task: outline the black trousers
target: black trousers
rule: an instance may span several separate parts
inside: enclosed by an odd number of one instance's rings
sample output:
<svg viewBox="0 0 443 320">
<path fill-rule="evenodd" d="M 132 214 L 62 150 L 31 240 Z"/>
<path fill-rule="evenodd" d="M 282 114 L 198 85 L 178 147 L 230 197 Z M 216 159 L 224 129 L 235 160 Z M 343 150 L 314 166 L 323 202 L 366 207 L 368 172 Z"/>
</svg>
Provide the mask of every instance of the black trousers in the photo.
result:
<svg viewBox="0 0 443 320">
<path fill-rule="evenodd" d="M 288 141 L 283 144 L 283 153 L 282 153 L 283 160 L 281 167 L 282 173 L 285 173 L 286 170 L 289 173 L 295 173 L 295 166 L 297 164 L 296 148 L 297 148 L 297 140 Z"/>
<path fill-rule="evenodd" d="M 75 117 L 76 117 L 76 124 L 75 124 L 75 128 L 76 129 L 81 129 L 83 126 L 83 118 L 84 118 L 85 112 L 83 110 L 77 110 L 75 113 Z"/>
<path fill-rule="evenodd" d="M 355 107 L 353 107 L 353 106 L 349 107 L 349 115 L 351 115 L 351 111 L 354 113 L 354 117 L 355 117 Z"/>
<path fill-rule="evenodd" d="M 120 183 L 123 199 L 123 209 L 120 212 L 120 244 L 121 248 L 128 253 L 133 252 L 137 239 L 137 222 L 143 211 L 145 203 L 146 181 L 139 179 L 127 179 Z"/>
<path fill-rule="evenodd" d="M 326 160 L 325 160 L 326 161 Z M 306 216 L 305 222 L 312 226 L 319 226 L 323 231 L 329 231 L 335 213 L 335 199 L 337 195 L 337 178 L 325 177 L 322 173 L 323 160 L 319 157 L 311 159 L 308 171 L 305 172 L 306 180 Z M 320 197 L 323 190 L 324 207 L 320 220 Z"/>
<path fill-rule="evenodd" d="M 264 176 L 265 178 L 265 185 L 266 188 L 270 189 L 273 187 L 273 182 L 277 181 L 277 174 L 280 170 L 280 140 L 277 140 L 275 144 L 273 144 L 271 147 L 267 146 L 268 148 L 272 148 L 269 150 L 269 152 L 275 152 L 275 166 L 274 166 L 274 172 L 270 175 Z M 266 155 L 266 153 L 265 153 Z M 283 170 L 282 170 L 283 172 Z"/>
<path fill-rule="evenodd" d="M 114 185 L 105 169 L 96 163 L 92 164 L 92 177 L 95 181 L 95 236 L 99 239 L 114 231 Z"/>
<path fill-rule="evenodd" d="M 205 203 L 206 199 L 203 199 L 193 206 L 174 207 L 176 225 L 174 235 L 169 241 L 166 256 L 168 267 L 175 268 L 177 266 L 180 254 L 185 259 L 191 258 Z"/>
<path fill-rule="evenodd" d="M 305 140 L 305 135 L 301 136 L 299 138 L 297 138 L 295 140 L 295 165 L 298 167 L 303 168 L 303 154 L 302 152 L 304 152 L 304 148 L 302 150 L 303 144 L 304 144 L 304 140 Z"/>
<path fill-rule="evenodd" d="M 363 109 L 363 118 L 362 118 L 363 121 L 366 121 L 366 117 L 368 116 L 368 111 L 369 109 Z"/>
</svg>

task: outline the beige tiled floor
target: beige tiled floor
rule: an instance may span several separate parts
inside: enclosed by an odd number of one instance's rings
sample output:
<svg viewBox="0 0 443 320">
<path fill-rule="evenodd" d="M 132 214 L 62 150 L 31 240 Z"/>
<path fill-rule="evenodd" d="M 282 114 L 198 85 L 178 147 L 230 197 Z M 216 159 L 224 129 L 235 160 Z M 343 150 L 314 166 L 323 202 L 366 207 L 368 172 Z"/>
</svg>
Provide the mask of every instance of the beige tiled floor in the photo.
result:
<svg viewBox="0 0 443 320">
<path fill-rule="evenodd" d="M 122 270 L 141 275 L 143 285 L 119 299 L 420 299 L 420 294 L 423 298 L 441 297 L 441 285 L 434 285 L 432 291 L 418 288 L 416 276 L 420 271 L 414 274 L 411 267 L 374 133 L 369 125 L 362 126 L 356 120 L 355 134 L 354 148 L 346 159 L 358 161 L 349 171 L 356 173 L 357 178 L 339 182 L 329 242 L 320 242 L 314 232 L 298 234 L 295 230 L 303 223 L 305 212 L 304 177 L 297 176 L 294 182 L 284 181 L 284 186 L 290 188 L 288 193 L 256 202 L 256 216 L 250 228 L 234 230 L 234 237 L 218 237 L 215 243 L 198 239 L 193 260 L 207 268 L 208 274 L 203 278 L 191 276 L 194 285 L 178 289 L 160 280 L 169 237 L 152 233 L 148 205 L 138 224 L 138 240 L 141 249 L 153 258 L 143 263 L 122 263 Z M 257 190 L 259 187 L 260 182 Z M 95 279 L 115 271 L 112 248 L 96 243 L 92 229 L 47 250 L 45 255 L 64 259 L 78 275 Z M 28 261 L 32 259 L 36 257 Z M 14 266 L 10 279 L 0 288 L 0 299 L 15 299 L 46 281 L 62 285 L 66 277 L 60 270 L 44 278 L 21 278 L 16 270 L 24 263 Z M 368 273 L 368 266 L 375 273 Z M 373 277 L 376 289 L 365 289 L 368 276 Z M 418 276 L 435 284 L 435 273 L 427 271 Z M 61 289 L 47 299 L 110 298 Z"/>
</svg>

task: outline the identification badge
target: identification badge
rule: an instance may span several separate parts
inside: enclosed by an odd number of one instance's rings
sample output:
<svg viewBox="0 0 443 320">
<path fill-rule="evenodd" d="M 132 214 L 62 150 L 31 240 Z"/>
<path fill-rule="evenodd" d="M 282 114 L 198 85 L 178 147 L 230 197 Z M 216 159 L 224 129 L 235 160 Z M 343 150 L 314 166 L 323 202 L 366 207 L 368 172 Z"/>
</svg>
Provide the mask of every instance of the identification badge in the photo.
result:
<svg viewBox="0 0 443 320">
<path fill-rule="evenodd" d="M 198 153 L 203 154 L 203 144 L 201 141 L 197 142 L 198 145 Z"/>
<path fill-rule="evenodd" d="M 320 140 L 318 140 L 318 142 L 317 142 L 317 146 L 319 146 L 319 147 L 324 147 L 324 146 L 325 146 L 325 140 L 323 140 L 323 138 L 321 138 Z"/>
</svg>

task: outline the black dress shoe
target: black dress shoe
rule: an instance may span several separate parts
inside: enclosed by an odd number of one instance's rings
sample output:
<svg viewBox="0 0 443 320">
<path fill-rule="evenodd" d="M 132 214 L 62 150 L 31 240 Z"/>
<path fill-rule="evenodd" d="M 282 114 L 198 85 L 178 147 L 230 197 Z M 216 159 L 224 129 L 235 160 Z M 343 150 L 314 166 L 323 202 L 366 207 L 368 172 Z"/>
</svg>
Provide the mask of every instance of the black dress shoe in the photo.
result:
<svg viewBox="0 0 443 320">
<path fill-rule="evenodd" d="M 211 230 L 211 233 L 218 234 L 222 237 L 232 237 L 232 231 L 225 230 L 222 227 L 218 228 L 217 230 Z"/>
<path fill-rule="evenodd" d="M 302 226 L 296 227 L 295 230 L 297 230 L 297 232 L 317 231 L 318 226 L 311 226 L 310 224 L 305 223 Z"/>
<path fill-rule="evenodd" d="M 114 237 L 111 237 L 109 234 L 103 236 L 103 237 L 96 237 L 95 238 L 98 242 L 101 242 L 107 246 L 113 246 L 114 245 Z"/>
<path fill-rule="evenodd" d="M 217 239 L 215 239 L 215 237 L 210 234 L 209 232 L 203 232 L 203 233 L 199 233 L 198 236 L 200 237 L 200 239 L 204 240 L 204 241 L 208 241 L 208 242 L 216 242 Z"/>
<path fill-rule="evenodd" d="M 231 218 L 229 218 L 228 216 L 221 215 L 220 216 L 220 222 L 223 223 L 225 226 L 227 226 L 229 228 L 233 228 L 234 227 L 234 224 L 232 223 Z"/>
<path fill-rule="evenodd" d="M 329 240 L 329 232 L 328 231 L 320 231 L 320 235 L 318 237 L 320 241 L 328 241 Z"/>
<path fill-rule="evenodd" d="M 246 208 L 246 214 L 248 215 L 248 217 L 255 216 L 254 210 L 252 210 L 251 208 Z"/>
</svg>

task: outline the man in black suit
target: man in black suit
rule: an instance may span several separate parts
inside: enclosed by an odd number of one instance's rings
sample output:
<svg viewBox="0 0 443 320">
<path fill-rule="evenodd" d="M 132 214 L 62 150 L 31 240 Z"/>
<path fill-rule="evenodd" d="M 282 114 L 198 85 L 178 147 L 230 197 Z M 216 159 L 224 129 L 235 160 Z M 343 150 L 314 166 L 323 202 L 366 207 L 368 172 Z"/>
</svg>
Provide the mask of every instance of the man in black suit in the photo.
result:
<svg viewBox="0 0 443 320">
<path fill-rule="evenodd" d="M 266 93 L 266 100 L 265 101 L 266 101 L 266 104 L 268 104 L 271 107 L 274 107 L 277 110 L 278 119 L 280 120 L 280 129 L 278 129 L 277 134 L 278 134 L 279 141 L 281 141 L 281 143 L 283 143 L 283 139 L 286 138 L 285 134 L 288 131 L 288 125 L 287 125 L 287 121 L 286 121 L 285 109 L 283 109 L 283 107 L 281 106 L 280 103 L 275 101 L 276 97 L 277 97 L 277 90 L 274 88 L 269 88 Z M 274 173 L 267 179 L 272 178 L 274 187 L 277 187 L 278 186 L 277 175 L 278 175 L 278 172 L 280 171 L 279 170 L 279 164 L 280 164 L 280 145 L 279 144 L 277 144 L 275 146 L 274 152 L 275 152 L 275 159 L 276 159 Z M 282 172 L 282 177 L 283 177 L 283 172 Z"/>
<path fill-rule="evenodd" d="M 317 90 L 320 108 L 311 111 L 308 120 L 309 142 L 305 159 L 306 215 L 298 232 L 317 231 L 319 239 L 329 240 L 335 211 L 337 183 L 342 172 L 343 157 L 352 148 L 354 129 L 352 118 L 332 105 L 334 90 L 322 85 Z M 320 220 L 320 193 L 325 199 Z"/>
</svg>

• **EXERCISE PROMPT**
Up to and including the line with "Provide the mask of every instance of the black trousers", output every line of the records above exactly, starting from the first; output nothing else.

• **SOLUTION TO THIS PROBLEM**
task: outline the black trousers
target: black trousers
rule: an instance may span several separate parts
inside: enclosed by an odd number of one instance's rings
sample output:
<svg viewBox="0 0 443 320">
<path fill-rule="evenodd" d="M 132 214 L 62 150 L 31 240 Z"/>
<path fill-rule="evenodd" d="M 282 114 L 198 85 L 178 147 L 230 197 Z M 216 159 L 224 129 L 235 160 Z M 343 150 L 314 166 L 323 202 L 366 207 L 368 172 Z"/>
</svg>
Provide the mask of every instance of the black trousers in the photo.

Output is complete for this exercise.